# Problema proposto:
Reproduza as linhas abaixo do começo ao fim, sem mudar nada. Deixe as imagens de fora da resposta.

# Trecho das linhas:
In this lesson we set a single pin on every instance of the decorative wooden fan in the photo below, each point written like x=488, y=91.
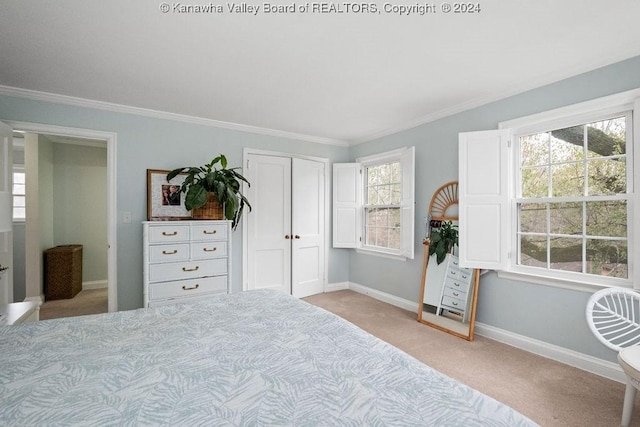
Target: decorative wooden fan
x=444, y=197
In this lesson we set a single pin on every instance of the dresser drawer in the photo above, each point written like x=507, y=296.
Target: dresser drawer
x=453, y=303
x=168, y=233
x=455, y=293
x=452, y=283
x=201, y=232
x=208, y=250
x=455, y=262
x=459, y=274
x=187, y=288
x=169, y=253
x=187, y=270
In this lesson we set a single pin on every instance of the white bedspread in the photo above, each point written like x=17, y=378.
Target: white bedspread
x=257, y=358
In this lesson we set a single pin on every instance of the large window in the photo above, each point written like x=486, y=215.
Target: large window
x=19, y=198
x=555, y=195
x=374, y=204
x=572, y=198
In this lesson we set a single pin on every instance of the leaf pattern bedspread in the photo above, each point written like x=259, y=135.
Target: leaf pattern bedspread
x=257, y=358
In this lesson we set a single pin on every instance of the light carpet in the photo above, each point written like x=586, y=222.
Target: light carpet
x=548, y=392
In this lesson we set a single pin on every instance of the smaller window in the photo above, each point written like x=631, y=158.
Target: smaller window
x=373, y=204
x=383, y=186
x=19, y=196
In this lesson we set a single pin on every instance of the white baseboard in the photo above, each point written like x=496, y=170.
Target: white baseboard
x=38, y=299
x=578, y=360
x=95, y=284
x=341, y=286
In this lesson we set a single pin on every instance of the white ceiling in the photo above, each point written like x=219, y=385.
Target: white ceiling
x=329, y=77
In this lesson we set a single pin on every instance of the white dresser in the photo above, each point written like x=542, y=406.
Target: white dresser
x=456, y=288
x=448, y=286
x=185, y=260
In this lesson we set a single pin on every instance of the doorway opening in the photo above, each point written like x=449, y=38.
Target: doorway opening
x=70, y=200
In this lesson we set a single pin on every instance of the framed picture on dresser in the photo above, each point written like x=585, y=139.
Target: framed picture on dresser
x=164, y=200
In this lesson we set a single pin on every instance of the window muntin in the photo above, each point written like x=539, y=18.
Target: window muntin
x=19, y=196
x=382, y=195
x=572, y=203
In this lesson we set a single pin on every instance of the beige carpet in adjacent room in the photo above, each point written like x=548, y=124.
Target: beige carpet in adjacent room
x=88, y=301
x=548, y=392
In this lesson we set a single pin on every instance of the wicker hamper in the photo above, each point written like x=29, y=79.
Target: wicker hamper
x=62, y=272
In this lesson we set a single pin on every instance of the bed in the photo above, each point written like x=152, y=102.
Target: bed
x=257, y=358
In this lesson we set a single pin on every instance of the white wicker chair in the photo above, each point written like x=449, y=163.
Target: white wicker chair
x=613, y=315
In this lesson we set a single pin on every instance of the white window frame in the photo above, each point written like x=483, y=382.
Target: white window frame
x=18, y=169
x=501, y=230
x=348, y=203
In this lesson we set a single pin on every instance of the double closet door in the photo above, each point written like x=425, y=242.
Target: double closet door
x=286, y=228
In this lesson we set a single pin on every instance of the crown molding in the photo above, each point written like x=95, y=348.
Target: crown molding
x=119, y=108
x=541, y=81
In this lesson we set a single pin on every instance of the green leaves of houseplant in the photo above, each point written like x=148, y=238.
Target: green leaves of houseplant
x=224, y=182
x=443, y=240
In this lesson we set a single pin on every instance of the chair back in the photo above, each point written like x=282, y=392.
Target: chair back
x=613, y=315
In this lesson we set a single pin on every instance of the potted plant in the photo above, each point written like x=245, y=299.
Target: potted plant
x=202, y=183
x=443, y=240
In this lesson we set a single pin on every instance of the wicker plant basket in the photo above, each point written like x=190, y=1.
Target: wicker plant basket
x=212, y=209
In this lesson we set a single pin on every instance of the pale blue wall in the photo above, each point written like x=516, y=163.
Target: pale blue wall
x=148, y=143
x=545, y=313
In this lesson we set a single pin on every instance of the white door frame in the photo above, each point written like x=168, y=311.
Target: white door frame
x=245, y=252
x=110, y=138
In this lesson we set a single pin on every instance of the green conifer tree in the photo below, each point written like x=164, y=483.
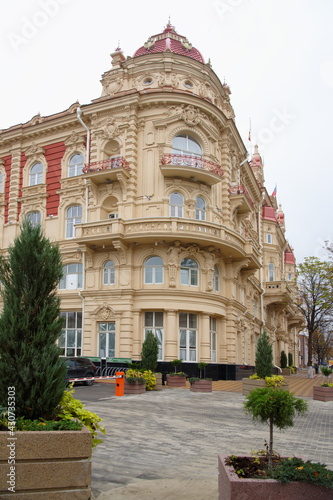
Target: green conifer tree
x=149, y=353
x=30, y=325
x=264, y=357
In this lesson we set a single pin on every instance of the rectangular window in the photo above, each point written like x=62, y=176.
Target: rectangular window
x=213, y=339
x=153, y=321
x=106, y=336
x=188, y=332
x=70, y=341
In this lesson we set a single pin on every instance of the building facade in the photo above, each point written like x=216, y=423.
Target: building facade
x=163, y=222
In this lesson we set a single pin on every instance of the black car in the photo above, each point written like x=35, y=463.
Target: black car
x=80, y=368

# Resposta completa:
In this lesson we set a single pin on every instance of the decorative wooden fan in the photo below, each point written like x=488, y=91.
Target: decorative wooden fan
x=444, y=197
In this lesson we set a single pin on every instance of the dresser drawer in the photo above, each point written like x=507, y=296.
Target: dresser drawer
x=453, y=303
x=168, y=233
x=455, y=293
x=452, y=283
x=201, y=232
x=208, y=250
x=455, y=262
x=459, y=274
x=187, y=288
x=169, y=253
x=187, y=270
In this lesson we set a single pin on every instance of the white bedspread in the photo above, each point written like x=17, y=378.
Target: white bedspread
x=257, y=358
In this lesson we set a single pin on every instance of the large window in the photo above, each point written like x=486, y=215.
Target: large window
x=19, y=198
x=555, y=195
x=374, y=204
x=572, y=198
In this lesson we set a single pin on every instance of the leaf pattern bedspread in the photo above, each point written like x=259, y=135.
Target: leaf pattern bedspread
x=257, y=358
In this lesson we set a single pin on every instance of the light carpet in the photo above, each point written like x=586, y=222.
Target: light carpet
x=548, y=392
In this lesson we set a single pin on every instance of the smaller window in the photo above, each point written like x=631, y=158.
Target: smaller window
x=373, y=204
x=383, y=186
x=19, y=196
In this lesson we set a single pin on every instance of the white baseboard in the photo above, each point written like x=496, y=170.
Target: white baseboard
x=38, y=299
x=578, y=360
x=95, y=284
x=341, y=286
In this lesson we set a single pin on every instance of the white ceiling in the photo above, each point written like x=219, y=385.
Target: white ceiling
x=329, y=77
In this lesson we set a single pin on every instance of the white dresser in the photo above, each point written like x=542, y=406.
Target: white dresser
x=456, y=288
x=448, y=286
x=185, y=260
In this lesson we set a single pin on every instance of the doorway opening in the photo above, each point written like x=449, y=38.
Target: doorway opening
x=70, y=200
In this lesson we set a single pin on every instance of the framed picture on dresser in the photo above, each point written like x=585, y=139.
Target: framed picture on dresser
x=164, y=200
In this lesson we set a single pin on every instance of the window muntin in the photo above, each point written like x=539, y=18.
Target: window muntin
x=19, y=196
x=382, y=195
x=572, y=203
In this lesson we set a single pin on every instance of the beige carpet in adjacent room in the photo above, each point written like x=548, y=124.
Target: beige carpet in adjacent room
x=88, y=301
x=548, y=392
In this lesson we set a single pin on every instance of the wicker hamper in the photo above, each point written like x=29, y=79.
Target: wicker hamper
x=62, y=272
In this lesson we set a single pin on every instance of the bed in the photo above, each point written like x=152, y=102.
Target: bed
x=257, y=358
In this lesson we set a single pin on every instance of the white wicker chair in the photo above, each point written like x=449, y=163.
Target: white wicker chair
x=613, y=315
In this lesson we set a single pin on every instance of the white window frame in the photo above, each point written like x=483, y=382.
Target: white window frame
x=18, y=169
x=501, y=230
x=348, y=203
In this lesson we set a single pin on every instance of the double closet door in the photo above, each point written like x=425, y=242.
Target: double closet door
x=286, y=228
In this lesson we set a single pin on every instance of the crown molding in the photo above, each point written like x=95, y=348.
Target: crown molding
x=119, y=108
x=541, y=81
In this lesson we set a single pin on every instance of the green leaves of houseplant in the photo above, each point written like x=148, y=238.
Target: green leaves of houseplant
x=224, y=182
x=443, y=240
In this lesson we set a single pin on every instance of the chair back in the photo above, each point written like x=282, y=392.
Target: chair back
x=613, y=315
In this lesson we set a single pin on every instance of the potted plant in the photo above, each point written like x=245, y=299.
Target: potted plant
x=202, y=183
x=443, y=240
In this lesson we set a single pin on every instance of the wicker plant basket in the photo above, each point written like x=190, y=1.
Target: wicker plant basket
x=212, y=209
In this lesson we set a single pin on every instance of the pale blue wall in the photo above, each point written like x=516, y=163.
Target: pale blue wall
x=148, y=143
x=545, y=313
In this lesson we set a single pin on every instance of the white door frame in the photo above, each point written like x=168, y=311.
Target: white door frame
x=245, y=252
x=110, y=138
In this lesson we set a single pin on every instance of the green conifer tree in the photo below, each point written like x=164, y=483.
Target: green conifer tree
x=149, y=353
x=30, y=325
x=264, y=357
In this lesson we set a single pin on every instance of the rectangular window in the photo above, each point written like x=62, y=176.
Target: rectangular window
x=213, y=339
x=153, y=321
x=106, y=336
x=188, y=332
x=70, y=341
In this lesson we set a single pin on every instance of the building facade in the photo above, each point written like x=216, y=423.
Target: building facade
x=163, y=222
In this lesson we set a single pin on every instance of the black car in the photo above, each point written like x=35, y=463.
Target: black car
x=80, y=368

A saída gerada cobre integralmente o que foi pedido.